Your output should be the records below, word for word and picture-free.

## Dataset entries
-=-=-=-=-

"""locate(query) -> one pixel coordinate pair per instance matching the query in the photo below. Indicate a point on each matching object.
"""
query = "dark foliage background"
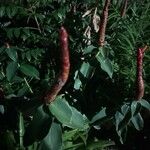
(101, 83)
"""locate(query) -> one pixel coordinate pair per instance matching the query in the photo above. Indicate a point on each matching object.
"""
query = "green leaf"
(145, 104)
(38, 128)
(86, 69)
(68, 115)
(12, 54)
(11, 70)
(106, 64)
(99, 115)
(88, 49)
(53, 140)
(138, 122)
(125, 121)
(135, 107)
(29, 70)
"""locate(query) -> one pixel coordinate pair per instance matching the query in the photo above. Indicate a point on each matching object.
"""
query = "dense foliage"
(97, 107)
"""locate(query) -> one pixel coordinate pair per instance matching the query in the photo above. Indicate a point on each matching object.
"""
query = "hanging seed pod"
(103, 23)
(64, 69)
(139, 74)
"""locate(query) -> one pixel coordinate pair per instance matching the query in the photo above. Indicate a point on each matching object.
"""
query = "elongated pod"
(139, 74)
(103, 23)
(63, 74)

-=-=-=-=-

## Answer for this exercise
"""locate(query) -> one pixel coordinate pair per instance matching the query in the photo below. Indicate a point on each matching object.
"""
query = "dark foliage background"
(101, 83)
"""locate(query) -> one pixel coordinate pair per instance matching the query in the photo above. Indicate a point on each matching object.
"""
query = "green leaf"
(145, 104)
(38, 128)
(86, 69)
(68, 115)
(12, 54)
(11, 70)
(106, 64)
(99, 115)
(88, 49)
(53, 140)
(138, 122)
(125, 121)
(135, 107)
(29, 70)
"""locate(query) -> one pixel coordinate pair per instance matching the query in the photo above. Indicate a point on each matching object.
"""
query = "dense foliage"
(97, 107)
"""locate(query) -> one pixel coordinate pair per instance matching the query in the photo above. Indicate a point on each matching object.
"""
query = "hanging seed pod"
(103, 23)
(64, 69)
(139, 74)
"""locate(query) -> one pixel coordinate pair per instance matching the query in the photo above. Indicate a point on each matching object.
"""
query = "elongated pod"
(139, 74)
(103, 23)
(63, 74)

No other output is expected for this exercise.